TASKS TO PERFORM:
1/ Answer these questions about the CV, one per line:
(a) Who advises Xudong Zhu?
(b) What GPA is listed for the B.S. in Computer Science?
(c) At which venue does the AbsTopK paper appear?
2/ Quote word for word everything in the CV from "I am a PhD student" down to "of model representations.".

READING PASSAGE:
CV

Xudong Zhu

zhu.3944@osu.edu
Columbus, Ohio, US

Summary

I am a PhD student in Computer Science at The Ohio State University, advised by Prof. Zhihui Zhu. My research focuses on the mechanistic interpretability of large language models, with particular interest in understanding the Linear Representation Hypothesis and the geometric structure of learned representations. I investigate why semantic features and behaviors align with linear directions in representation space, and how this structure enables effective interpretation and control through linear steering. My work combines sparse autoencoders and geometric analysis to uncover and characterize the internal structure of model representations.

Education

  • Ph.D in Computer Science
    2029
    The Ohio State University
  • B.S. in Computer Science
    2024
    University of Electronic Science and Technology of China
    GPA: 3.98

Publications

  • AbsTopK: Rethinking Sparse Autoencoders For Bidirectional Features
    2026
    ICLR 2026
    Sparse autoencoders (SAEs) are widely used for LLM interpretability, but existing variants often impose non-negativity that prevents single features from representing bidirectional concepts. We derive SAE variants from unrolled proximal gradient updates, identify this structural limitation, and propose AbsTopK SAE with magnitude-based hard thresholding. Across four LLMs and seven probing/steering tasks, AbsTopK improves reconstruction and interpretability while enabling single features to encode contrasting concepts. OpenReview: https://openreview.net/forum?id=EEs6I4cO7S
  • From Emergence to Control: Probing and Modulating Self-Reflection in Language Models
    2025
    arxiv 2025
    We study the emergence and control of self-reflection in large language models. Our probing method reveals that pretrained models already contain a latent capacity for reflection, which can be amplified without additional training. By identifying and manipulating a “self-reflection vector” in activation space, we achieve bidirectional control over reflective behavior, improving reasoning accuracy or reducing computation as needed. This work deepens understanding of self-reflection and demonstrates how model internals can enable precise behavioral control.

SUPPLIED INFORMATION:

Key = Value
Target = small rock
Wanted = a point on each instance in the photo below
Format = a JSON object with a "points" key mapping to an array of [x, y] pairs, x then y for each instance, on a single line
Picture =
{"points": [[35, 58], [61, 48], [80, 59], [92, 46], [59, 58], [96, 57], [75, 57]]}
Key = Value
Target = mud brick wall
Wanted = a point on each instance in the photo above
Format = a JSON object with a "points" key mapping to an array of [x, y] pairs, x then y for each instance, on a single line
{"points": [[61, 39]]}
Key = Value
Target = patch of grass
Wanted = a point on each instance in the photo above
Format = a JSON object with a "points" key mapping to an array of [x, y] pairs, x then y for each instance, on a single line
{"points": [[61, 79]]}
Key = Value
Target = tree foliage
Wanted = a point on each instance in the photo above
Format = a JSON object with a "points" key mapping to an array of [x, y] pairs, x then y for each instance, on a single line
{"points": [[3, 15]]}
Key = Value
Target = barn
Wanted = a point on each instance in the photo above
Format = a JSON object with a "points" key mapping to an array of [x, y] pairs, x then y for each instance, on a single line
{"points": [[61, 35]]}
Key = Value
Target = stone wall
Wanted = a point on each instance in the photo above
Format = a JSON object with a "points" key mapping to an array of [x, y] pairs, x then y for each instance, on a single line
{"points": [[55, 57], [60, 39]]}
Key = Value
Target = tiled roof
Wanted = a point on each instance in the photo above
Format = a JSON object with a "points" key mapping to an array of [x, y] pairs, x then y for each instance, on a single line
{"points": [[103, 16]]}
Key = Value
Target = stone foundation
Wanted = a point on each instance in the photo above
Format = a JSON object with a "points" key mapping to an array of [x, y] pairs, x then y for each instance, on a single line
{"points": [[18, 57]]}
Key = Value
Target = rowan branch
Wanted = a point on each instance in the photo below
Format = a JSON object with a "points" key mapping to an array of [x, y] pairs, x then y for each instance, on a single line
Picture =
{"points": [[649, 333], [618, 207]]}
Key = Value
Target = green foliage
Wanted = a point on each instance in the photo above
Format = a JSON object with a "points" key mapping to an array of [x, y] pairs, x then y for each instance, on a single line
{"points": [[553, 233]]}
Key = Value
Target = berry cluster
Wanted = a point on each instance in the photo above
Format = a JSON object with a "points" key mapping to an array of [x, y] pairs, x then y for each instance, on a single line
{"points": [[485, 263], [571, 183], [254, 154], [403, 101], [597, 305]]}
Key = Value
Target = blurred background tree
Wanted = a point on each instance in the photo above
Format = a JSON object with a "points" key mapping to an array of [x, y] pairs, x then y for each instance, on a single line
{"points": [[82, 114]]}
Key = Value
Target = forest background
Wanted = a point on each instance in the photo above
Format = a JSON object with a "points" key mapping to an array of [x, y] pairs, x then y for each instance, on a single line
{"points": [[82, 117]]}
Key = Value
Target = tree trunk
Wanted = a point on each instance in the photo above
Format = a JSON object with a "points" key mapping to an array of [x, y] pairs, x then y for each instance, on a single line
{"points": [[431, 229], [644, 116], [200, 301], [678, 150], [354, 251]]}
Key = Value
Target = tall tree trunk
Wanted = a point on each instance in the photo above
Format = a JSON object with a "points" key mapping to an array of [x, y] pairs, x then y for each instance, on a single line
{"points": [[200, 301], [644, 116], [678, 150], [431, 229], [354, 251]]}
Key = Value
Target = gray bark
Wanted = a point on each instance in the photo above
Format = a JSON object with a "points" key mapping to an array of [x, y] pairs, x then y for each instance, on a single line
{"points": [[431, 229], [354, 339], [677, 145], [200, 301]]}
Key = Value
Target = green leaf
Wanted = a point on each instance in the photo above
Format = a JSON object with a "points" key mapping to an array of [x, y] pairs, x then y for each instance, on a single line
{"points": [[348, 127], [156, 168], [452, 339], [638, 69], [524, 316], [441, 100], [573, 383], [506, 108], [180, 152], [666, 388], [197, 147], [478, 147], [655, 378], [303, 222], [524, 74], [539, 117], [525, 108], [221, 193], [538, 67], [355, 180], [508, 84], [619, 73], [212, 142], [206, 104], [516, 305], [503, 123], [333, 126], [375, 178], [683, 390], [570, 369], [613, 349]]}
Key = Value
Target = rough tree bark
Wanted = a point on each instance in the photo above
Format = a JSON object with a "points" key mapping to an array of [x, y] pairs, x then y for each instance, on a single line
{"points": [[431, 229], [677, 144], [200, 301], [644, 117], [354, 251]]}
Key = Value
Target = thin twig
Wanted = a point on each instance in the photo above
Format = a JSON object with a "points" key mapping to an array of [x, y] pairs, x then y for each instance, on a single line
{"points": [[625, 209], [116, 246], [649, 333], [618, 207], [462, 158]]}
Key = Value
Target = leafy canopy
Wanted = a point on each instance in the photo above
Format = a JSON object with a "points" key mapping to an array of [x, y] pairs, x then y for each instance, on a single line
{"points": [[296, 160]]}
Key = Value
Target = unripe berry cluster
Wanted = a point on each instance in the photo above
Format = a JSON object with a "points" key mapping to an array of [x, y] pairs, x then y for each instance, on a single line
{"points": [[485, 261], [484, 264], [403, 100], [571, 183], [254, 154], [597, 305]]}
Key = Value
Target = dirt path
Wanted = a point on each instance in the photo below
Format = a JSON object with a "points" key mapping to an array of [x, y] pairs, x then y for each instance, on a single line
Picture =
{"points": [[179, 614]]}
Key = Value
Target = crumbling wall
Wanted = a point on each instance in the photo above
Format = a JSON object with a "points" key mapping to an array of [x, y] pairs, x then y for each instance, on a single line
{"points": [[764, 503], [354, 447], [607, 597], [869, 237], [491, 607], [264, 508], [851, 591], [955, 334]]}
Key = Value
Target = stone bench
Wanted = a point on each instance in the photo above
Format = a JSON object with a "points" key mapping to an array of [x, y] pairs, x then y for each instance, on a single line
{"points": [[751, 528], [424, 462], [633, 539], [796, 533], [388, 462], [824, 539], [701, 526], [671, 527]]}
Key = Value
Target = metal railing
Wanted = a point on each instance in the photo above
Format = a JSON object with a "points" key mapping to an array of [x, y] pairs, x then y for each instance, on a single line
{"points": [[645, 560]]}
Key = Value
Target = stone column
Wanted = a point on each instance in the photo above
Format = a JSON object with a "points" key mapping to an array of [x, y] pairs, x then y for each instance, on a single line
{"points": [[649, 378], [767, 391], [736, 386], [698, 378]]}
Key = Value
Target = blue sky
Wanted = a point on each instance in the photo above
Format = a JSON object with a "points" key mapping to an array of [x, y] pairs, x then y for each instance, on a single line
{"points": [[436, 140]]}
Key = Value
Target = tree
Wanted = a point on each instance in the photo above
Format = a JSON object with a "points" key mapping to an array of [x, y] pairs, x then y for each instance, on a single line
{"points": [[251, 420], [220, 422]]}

RESULTS FOR EACH TASK:
1/
(a) Prof. Zhihui Zhu
(b) 3.98
(c) ICLR 2026

2/
I am a PhD student in Computer Science at The Ohio State University, advised by Prof. Zhihui Zhu. My research focuses on the mechanistic interpretability of large language models, with particular interest in understanding the Linear Representation Hypothesis and the geometric structure of learned representations. I investigate why semantic features and behaviors align with linear directions in representation space, and how this structure enables effective interpretation and control through linear steering. My work combines sparse autoencoders and geometric analysis to uncover and characterize the internal structure of model representations.